Seria 'do zera' trwa
Tylko z jedną korektą w wyjściowym składzie zameldowały się dziś siatkarki Chemika Police w hali Dąbrowy Górniczej. Tam mierzyły się o kolejne ligowe oczka z następnym rywalem, który miał cokolwiek 'urwać' mistrzyniom...
Zadanie dla teoretycznie słabszego w tym meczu okazało się niewykonalne. Przynajmniej nie tego dnia. Ponad dwa tysiące miejscowych kibiców przed meczem być może widziało szanse swojej ekipy w braku Anny Werblińskiej w składzie Chemika. W jej miejsce zagrała za to bardzo dobrze dysponowana od początku sezonu i, jak się okazuje, niezawodna Aleksandra Jagieło. Nie ona jednak odarła fanów Dąbrowy Górniczej z marzeń o detronizacji w tym spotkaniu wielkiego przeciwnika.

**********

#### [TREŚĆ POLECENIA]
Czy możesz wypisać cały powyższy fragment tekstu o meczu siatkarek Chemika Police w Dąbrowie Górniczej, słowo w słowo i bez żadnych zmian?

**********

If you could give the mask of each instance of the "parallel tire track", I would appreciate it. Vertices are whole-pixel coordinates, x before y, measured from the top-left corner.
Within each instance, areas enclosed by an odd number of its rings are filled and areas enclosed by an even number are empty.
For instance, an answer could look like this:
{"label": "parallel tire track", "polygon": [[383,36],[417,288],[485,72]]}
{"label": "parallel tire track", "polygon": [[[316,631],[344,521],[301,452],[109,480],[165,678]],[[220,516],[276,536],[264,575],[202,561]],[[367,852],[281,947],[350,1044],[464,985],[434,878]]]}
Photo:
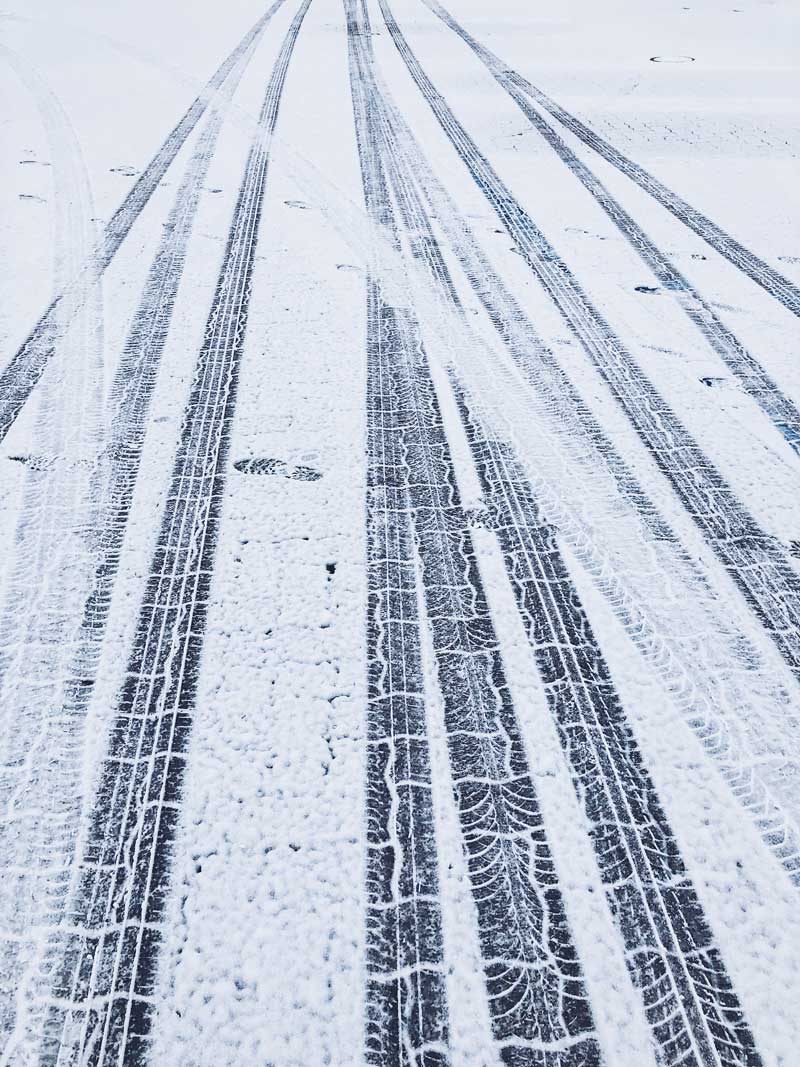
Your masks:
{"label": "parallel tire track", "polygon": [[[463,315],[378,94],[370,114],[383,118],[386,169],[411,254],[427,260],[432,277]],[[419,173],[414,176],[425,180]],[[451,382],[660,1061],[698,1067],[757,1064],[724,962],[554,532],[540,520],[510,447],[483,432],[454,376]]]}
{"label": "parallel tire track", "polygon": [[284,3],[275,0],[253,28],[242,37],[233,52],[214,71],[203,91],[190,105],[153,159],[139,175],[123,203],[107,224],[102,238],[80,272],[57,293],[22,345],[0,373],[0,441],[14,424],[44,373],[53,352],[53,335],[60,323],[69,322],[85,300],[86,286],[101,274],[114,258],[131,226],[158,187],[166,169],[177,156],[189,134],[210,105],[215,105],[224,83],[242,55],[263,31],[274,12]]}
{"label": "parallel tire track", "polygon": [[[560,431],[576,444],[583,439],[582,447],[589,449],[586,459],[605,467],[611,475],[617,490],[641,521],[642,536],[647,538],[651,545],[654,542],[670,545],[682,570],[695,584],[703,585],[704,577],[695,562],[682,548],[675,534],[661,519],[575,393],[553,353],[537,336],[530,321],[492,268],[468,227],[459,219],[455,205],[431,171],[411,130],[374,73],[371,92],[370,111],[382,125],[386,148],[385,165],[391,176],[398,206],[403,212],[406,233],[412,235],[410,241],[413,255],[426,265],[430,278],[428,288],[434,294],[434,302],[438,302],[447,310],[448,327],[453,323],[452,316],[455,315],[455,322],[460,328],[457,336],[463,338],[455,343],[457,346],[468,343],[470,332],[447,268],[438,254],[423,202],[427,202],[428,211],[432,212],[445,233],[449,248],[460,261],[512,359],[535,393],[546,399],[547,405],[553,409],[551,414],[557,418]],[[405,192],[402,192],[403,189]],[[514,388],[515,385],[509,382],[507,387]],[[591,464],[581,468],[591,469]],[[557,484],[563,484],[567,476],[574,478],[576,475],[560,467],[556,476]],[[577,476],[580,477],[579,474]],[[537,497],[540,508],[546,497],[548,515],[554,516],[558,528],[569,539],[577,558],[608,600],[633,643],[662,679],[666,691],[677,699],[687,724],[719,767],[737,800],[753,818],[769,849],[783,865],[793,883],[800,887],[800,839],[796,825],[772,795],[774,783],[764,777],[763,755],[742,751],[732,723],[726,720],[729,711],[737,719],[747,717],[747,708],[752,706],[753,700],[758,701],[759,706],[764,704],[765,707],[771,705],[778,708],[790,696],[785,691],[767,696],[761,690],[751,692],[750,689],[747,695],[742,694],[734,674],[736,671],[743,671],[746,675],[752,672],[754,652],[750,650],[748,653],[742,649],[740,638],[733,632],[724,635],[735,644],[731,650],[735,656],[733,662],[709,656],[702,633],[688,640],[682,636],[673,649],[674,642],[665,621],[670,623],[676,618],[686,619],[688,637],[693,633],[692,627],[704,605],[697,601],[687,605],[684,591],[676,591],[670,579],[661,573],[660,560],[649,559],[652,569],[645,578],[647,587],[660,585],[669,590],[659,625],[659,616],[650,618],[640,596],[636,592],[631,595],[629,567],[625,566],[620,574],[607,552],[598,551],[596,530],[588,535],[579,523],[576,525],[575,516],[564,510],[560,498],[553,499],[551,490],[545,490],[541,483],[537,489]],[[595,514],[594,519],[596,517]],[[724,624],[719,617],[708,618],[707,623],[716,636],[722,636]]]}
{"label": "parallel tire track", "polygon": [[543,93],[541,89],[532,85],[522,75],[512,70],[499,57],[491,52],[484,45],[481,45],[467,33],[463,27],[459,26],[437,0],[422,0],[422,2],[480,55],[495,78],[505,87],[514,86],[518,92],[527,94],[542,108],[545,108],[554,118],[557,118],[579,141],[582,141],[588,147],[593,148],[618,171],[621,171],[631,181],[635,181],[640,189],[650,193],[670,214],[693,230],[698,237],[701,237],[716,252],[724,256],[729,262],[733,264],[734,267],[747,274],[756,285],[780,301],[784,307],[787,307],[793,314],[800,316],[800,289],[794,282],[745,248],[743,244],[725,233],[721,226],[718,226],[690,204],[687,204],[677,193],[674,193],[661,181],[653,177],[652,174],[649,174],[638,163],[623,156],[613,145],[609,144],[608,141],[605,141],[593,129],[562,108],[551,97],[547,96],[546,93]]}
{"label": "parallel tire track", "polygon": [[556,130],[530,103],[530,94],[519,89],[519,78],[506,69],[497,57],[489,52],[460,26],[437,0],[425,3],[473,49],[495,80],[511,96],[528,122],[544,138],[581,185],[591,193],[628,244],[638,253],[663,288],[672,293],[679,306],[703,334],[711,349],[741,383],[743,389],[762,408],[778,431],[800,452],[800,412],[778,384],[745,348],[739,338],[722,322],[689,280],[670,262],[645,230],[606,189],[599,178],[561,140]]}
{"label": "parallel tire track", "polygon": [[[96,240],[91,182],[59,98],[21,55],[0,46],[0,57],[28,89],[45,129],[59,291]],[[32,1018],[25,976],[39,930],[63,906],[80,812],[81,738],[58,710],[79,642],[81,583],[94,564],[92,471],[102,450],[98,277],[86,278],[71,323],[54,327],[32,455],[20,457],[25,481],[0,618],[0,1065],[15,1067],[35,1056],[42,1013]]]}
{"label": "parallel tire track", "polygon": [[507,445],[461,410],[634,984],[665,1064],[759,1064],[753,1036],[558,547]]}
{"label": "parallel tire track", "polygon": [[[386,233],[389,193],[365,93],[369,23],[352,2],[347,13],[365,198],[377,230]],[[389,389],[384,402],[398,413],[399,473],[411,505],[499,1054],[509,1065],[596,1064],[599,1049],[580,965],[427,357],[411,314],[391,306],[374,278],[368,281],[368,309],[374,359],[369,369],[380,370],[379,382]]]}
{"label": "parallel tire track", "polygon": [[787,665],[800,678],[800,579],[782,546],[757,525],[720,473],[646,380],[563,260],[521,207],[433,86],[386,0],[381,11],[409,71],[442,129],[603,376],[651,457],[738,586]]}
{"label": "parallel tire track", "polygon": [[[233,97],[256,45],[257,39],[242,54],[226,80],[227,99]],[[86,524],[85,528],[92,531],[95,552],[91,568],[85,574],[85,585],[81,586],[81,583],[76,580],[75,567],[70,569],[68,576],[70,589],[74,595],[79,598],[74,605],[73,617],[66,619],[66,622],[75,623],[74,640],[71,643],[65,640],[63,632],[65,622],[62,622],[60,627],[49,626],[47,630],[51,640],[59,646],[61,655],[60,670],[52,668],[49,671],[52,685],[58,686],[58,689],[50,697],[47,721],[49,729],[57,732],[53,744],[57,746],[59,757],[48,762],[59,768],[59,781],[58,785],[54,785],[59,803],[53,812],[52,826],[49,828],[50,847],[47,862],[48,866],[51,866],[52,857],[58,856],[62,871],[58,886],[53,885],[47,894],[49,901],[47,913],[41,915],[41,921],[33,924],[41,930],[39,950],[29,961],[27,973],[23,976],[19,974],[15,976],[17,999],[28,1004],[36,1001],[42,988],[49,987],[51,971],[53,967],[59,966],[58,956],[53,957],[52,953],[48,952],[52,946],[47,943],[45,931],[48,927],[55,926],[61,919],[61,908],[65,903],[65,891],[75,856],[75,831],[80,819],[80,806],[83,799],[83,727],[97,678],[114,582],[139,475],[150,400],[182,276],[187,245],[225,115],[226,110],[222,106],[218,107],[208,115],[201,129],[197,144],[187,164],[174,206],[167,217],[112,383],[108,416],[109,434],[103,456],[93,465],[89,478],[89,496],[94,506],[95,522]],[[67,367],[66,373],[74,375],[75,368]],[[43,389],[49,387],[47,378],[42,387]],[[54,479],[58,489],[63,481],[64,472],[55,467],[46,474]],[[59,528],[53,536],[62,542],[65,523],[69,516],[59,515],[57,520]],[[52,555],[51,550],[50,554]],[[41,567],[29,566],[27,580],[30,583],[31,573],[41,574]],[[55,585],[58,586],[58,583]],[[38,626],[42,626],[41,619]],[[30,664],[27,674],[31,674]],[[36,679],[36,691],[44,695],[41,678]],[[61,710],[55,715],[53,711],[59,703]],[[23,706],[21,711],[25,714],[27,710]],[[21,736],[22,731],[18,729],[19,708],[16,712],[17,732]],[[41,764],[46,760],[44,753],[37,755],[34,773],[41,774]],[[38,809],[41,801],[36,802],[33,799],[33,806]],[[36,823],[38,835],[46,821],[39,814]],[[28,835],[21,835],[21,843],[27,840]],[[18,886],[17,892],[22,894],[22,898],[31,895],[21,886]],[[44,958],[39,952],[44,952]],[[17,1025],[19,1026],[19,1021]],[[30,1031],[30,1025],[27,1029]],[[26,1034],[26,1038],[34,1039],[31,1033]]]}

**********

#### [OCZEKIWANA ODPOWIEDŹ]
Seria 'do zera' trwa
Tylko z jedną korektą w wyjściowym składzie zameldowały się dziś siatkarki Chemika Police w hali Dąbrowy Górniczej. Tam mierzyły się o kolejne ligowe oczka z następnym rywalem, który miał cokolwiek 'urwać' mistrzyniom...
Zadanie dla teoretycznie słabszego w tym meczu okazało się niewykonalne. Przynajmniej nie tego dnia. Ponad dwa tysiące miejscowych kibiców przed meczem być może widziało szanse swojej ekipy w braku Anny Werblińskiej w składzie Chemika. W jej miejsce zagrała za to bardzo dobrze dysponowana od początku sezonu i, jak się okazuje, niezawodna Aleksandra Jagieło. Nie ona jednak odarła fanów Dąbrowy Górniczej z marzeń o detronizacji w tym spotkaniu wielkiego przeciwnika.